What to do ->
A – Transcribe the excerpt about the film Clemency word for word, in full.
B – Format the stretch of the entries from the line containing "Where can you see the road?" through the end of the entries as a JSON list of strings, one string per line and no blank lines. Leave out the pictures.

Given text ->
»»

Time can mean everything and nothing at all depending on your circumstances. For incarcerated people —specifically those on Death row, and prison employees responsible for ending lives, time is all-consuming. In her masterfully haunting drama, Clemency —director Chinonye Chukwu examines the lives of Bernadine Williams (Alfre Woodard)— a prison warden, and Anthony Woods (Aldis Hodge) — a man on death row. Though Bernadine has worked tirelessly to maintain an emotional masque —one that has allowed her to direct the execution of 12 incarcerated men —her facade is beginning to crack.

With his death warrant signed —Bernadine finds herself drawn to Anthony, a man grasping on to the very last fragments of his sanity as death hovers around him. Just after Clemency’s premiere at Sundance Film Festival, and before it won the U.S. Dramatic Grand Jury Prize, Shadow and Act sat down with Chukwu to discuss the unnerving story, and why she was inspired to write it in the first place.

“I was really inspired to tell the story the morning after Troy Davis was executed,” Chukwu remembered. “Troy Davis was executed in September 2011, and hundreds of thousands of people protested against his execution, including some retired wardens and directors of corrections. They all banded together and wrote a letter to the governor appealing for clemency, not just on the grounds of potential innocence, but also because of the emotional and psychological consequences they knew that killing Troy would have on the prison staff who were sanctioned to do so.”

««

Source data ->
»»

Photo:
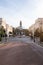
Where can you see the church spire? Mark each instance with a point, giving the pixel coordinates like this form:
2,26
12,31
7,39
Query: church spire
20,23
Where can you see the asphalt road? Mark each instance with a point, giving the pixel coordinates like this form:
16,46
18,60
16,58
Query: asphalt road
21,51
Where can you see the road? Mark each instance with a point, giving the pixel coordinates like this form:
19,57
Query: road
21,51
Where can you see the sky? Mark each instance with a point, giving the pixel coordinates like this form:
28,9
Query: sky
27,11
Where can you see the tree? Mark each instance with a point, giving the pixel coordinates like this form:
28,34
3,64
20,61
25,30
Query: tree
14,32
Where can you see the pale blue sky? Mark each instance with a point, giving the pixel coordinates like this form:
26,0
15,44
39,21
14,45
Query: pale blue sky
25,10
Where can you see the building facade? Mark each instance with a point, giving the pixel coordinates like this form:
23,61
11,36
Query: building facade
37,25
6,26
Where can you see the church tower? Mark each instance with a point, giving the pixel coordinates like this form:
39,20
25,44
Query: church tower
21,24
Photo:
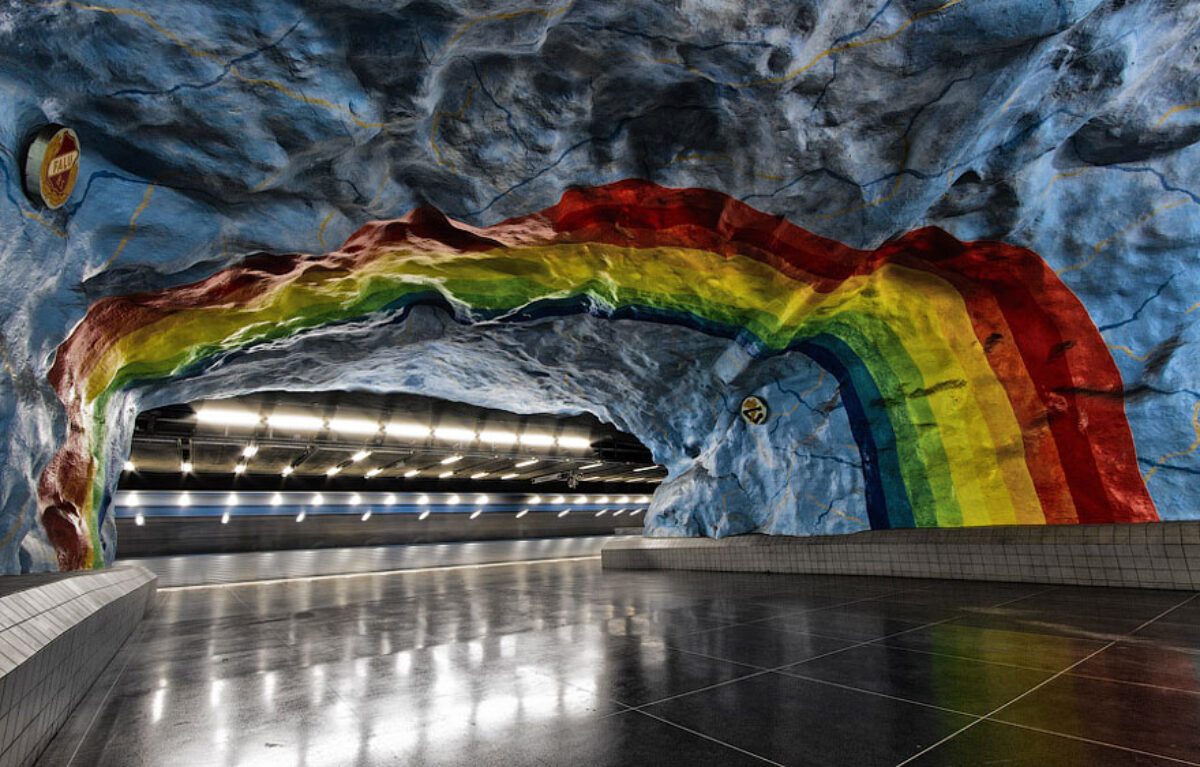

««

The answers ->
A –
Time can mean everything and nothing at all depending on your circumstances. For incarcerated people —specifically those on Death row, and prison employees responsible for ending lives, time is all-consuming. In her masterfully haunting drama, Clemency —director Chinonye Chukwu examines the lives of Bernadine Williams (Alfre Woodard)— a prison warden, and Anthony Woods (Aldis Hodge) — a man on death row. Though Bernadine has worked tirelessly to maintain an emotional masque —one that has allowed her to direct the execution of 12 incarcerated men —her facade is beginning to crack.

With his death warrant signed —Bernadine finds herself drawn to Anthony, a man grasping on to the very last fragments of his sanity as death hovers around him. Just after Clemency’s premiere at Sundance Film Festival, and before it won the U.S. Dramatic Grand Jury Prize, Shadow and Act sat down with Chukwu to discuss the unnerving story, and why she was inspired to write it in the first place.

“I was really inspired to tell the story the morning after Troy Davis was executed,” Chukwu remembered. “Troy Davis was executed in September 2011, and hundreds of thousands of people protested against his execution, including some retired wardens and directors of corrections. They all banded together and wrote a letter to the governor appealing for clemency, not just on the grounds of potential innocence, but also because of the emotional and psychological consequences they knew that killing Troy would have on the prison staff who were sanctioned to do so.”

B –
[
  "Where can you see the road? Mark each instance with a point, giving the pixel coordinates like this form:",
  "19,57",
  "Query: road",
  "21,51",
  "Where can you see the sky? Mark each instance with a point, giving the pixel coordinates like this form:",
  "28,9",
  "Query: sky",
  "27,11",
  "Where can you see the tree? Mark each instance with a point, giving the pixel coordinates like this form:",
  "28,34",
  "3,64",
  "20,61",
  "25,30",
  "Query: tree",
  "14,32",
  "Where can you see the pale blue sky? Mark each instance with a point, giving the pixel coordinates like this form:",
  "26,0",
  "15,44",
  "39,21",
  "14,45",
  "Query: pale blue sky",
  "25,10",
  "Where can you see the building facade? Mark each instance with a point, giving the pixel coordinates like this form:",
  "23,61",
  "11,36",
  "Query: building facade",
  "37,25",
  "6,26",
  "Where can you see the church tower? Mark each instance with a point, giving the pixel coordinates like this form:",
  "39,20",
  "25,44",
  "Query: church tower",
  "21,24",
  "Photo:"
]